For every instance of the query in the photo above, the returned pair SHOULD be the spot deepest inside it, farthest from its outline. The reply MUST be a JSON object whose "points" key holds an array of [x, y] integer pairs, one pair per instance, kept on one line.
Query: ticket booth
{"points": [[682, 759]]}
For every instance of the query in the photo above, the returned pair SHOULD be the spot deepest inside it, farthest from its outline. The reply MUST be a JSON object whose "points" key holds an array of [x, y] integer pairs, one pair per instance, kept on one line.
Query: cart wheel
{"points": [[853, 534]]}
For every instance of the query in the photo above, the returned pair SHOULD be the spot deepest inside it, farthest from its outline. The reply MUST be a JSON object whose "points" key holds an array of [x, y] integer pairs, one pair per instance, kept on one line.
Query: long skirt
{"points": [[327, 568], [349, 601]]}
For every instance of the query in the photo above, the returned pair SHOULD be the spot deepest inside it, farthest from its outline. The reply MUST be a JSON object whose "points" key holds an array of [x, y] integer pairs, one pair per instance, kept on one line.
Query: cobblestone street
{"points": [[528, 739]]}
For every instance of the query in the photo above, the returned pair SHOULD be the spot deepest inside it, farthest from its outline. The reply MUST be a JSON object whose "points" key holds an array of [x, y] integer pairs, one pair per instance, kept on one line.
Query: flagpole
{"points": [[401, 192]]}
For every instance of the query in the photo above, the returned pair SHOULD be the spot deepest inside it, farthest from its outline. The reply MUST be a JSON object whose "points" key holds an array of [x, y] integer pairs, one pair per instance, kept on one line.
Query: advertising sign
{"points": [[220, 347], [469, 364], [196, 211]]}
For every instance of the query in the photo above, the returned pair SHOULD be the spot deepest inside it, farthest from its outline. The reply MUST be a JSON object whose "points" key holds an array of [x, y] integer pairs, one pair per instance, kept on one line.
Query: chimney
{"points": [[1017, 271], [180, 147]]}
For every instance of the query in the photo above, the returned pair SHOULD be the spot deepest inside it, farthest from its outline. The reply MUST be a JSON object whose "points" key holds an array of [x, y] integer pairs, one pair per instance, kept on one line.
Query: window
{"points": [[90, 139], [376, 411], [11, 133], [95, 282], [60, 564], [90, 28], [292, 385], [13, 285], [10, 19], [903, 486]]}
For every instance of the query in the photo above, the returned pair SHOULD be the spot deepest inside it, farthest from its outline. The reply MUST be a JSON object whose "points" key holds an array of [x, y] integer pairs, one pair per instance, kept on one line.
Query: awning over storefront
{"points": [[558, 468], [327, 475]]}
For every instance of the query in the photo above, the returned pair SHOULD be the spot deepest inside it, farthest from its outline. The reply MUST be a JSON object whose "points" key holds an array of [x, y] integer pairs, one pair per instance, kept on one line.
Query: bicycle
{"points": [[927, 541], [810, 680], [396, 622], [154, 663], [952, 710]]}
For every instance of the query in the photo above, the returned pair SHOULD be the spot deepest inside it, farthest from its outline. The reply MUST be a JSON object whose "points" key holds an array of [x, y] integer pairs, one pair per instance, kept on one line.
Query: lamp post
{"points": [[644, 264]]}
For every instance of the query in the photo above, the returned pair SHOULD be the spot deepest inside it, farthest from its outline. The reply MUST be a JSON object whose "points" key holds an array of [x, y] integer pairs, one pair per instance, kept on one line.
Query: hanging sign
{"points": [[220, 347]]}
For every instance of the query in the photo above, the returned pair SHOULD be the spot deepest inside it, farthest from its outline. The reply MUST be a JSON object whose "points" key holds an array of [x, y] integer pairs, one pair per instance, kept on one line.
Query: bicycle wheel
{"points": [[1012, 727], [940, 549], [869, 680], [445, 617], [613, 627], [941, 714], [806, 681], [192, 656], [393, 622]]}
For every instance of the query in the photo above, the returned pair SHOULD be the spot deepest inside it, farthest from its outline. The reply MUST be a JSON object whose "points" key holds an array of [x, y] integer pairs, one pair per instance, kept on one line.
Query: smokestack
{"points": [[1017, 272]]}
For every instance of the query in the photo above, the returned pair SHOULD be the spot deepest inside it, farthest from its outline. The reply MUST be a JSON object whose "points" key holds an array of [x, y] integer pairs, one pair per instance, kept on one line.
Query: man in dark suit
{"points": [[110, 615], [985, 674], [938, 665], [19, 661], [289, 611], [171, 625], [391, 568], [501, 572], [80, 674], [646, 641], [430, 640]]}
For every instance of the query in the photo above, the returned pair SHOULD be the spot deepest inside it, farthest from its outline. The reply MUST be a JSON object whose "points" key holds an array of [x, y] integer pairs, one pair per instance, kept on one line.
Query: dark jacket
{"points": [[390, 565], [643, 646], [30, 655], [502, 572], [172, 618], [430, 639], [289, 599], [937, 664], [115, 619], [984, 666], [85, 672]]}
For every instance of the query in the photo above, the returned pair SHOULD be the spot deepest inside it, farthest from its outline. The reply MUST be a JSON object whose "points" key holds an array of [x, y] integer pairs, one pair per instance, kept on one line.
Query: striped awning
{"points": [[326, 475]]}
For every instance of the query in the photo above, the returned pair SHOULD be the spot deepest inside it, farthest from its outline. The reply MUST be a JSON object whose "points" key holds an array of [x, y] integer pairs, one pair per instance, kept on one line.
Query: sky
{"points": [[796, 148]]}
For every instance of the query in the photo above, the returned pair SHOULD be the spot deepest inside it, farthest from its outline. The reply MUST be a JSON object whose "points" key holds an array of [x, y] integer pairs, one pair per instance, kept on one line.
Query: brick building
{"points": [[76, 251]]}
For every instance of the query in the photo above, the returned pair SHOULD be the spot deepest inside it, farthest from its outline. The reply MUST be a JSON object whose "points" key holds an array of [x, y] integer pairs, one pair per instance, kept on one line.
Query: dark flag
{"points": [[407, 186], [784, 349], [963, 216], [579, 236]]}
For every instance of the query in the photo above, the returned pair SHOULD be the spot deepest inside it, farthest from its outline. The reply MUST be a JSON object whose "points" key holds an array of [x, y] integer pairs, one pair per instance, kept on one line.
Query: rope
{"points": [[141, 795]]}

○ ○ ○ ○ ○ ○ ○

### Exercise requirements
Restate all of the entries above precisely.

### Task response
For every instance of the query in the photo above, the returned pair SHOULD be the spot deepest inside it, farthest from its outline. The reply MUST be a JSON object whose "points" key holds an array of [x, y] integer pairs, one pair per instance, kept on one line.
Query: ticket booth
{"points": [[682, 759]]}
For every instance of the query in the photo above, the returned pair SHOULD be the spot deepest inside it, farthest from its outline. The reply MUST be a JSON object whose "points" key holds an array of [x, y] integer pairs, one pair per instance, kept on one line.
Query: cart wheel
{"points": [[853, 534]]}
For every instance of the query in the photo above, the returned pair SHOULD be the spot deepest inside it, farthest from its outline. The reply MUST be a JSON object whose "points" key holds an array of [x, y] integer pairs, one pair per instance, kept on one line.
Query: long skirt
{"points": [[327, 568], [349, 601]]}
For every instance of the query in the photo above, the returned pair SHOULD be the spot deepest inside it, farthest from its outline. The reply MUST be a JSON object whose "points" key holds an array of [x, y] integer pairs, one pair per instance, kept on one line.
Query: cobblestone street
{"points": [[528, 739]]}
For every instance of the query in the photo above, the returned pair SHOULD be the spot deepest inside it, farthest from its outline. The reply MUST be a JSON object whose "points" key holds an array of [x, y] integer pairs, one pair per instance, kept on one line.
Query: flagpole
{"points": [[401, 192]]}
For every instance of the query in the photo above, the returned pair SHOULD be the spot deepest inside it, farthest from its outline. The reply MUST be a JSON object whose "points" key holds an array of [x, y] integer pairs, one pair per instance, kept on one line.
Query: advertising sign
{"points": [[220, 347], [469, 364], [196, 211]]}
For every instance of the query in the photo above, the returned pair SHOULD be the spot deepest inside it, farthest from its outline. The reply MUST be a JSON object whose "points" key holds an array of [x, y] integer pairs, one pair per instance, kept on one line.
Query: chimney
{"points": [[1017, 271], [180, 147]]}
For every instance of the query in the photo above, the returned pair SHOULD be the spot deepest inside it, farthest from its outline. The reply MUST be a JSON object whose "points" key holds an array of [x, y] integer pairs, one pair per instance, kept on one line.
Query: window
{"points": [[90, 139], [376, 411], [11, 133], [95, 282], [60, 564], [90, 28], [292, 385], [13, 285], [10, 19], [903, 486]]}
For every instance of the query in the photo above, the returned pair SHOULD be the spot deepest inside it, farthest from its outline. The reply MUST be a JSON object whose "points" key holds an array of [x, y] integer pairs, one pair per instance, kept on one line.
Query: awning over storefront
{"points": [[558, 468], [327, 475]]}
For every instance of the query in the photo above, the returned pair SHOULD be the spot deepest inside it, farthest from its outline. The reply MUST be a JSON object whose "points" key holds an array of [x, y] integer pairs, one pair per instance, kept on one line.
Query: bicycle
{"points": [[927, 541], [810, 680], [396, 622], [154, 663], [952, 710]]}
For every instance of the query in the photo above, the returned pair SHOULD be the spot deepest inside it, farthest from its outline. The reply MUST be a JSON object whose "points" key holds an array of [x, y] integer pairs, one pair per instance, kept on one line.
Query: lamp post
{"points": [[644, 264]]}
For every instance of the query in the photo above, the returned pair SHOULD be the spot deepest inside it, farthest from its outline. The reply MUST be a JSON object whose "points" key holds an array of [x, y] integer pairs, one pair per instance, kept on one line.
Query: hanging sign
{"points": [[220, 347]]}
For every instance of the query in the photo above, the returned pair SHOULD be the spot deepest inside it, farthest from its outline. The reply MUST be a JSON object whose "points" key holds an array of [x, y] integer pairs, one pair per instance, kept on one line.
Query: bicycle wheel
{"points": [[1012, 727], [940, 549], [869, 680], [445, 617], [613, 627], [941, 714], [806, 681], [192, 656], [393, 622]]}
For every instance of the query in the photo above, the returned pair SHOULD be the spot deepest inside it, farthest from its outline. The reply MUST be a JSON object whose "points" key holds an array of [x, y] integer pairs, one pair per instance, kept on one line.
Query: smokestack
{"points": [[1017, 272]]}
For every instance of the query in the photo above, the returned pair SHOULD be the spot deepest inside it, farthest from its outline. The reply MUST be a JSON object whose "points" key holds an array of [x, y] integer pairs, one pair per instance, kept on one line.
Query: man in dark suit
{"points": [[110, 615], [985, 674], [938, 665], [19, 661], [289, 611], [171, 625], [391, 568], [501, 572], [80, 674], [646, 641], [430, 640]]}
For every instance of the query in the photo above, the returned pair SHOULD be the spot deepest inside it, farthest from its outline. The reply MUST be a JSON object whose "points" key holds an array of [x, y] integer pairs, one pair per instance, kept on one line.
Query: dark jacket
{"points": [[390, 565], [643, 646], [30, 655], [502, 572], [172, 618], [430, 639], [289, 599], [937, 664], [115, 619], [984, 666], [85, 672]]}
For every instance of the query in the photo above, the returned pair SHOULD be the spot deepest inside it, farthest from its outline. The reply MUST be a JSON object whose "points" key holds an array of [x, y] integer pairs, one pair per instance, kept on one line.
Query: striped awning
{"points": [[326, 475]]}
For every instance of the query in the photo above, the returned pair SHOULD be the spot deepest inside it, farthest from its outline. The reply MUST be a JSON object whose "points" key holds an array of [x, y] integer pairs, one pair per instance, kept on one line.
Query: sky
{"points": [[796, 148]]}
For every instance of the query in the photo above, the returned pair SHOULD be the spot deepest inside it, farthest from its outline. The reply MUST be a JSON object whose "points" key holds an array of [x, y] integer pairs, one pair per instance, kept on one line.
Query: brick building
{"points": [[76, 251]]}
For every instance of the query in the photo above, the returned pair SHOULD be the spot deepest inside it, farthest from its outline. The reply MUST be a JSON object whose "points" key holds an array of [x, y] integer pairs, one pair per instance, kept on one line.
Query: dark flag
{"points": [[407, 186], [784, 349], [963, 216], [579, 236]]}
For every instance of the query in the photo above, the returned pair SHOULD be the spot deepest inside it, farthest from its outline. The reply MUST be a JSON object whose "points" key holds an array of [x, y] integer pairs, one pair per instance, kept on one line.
Query: rope
{"points": [[141, 795]]}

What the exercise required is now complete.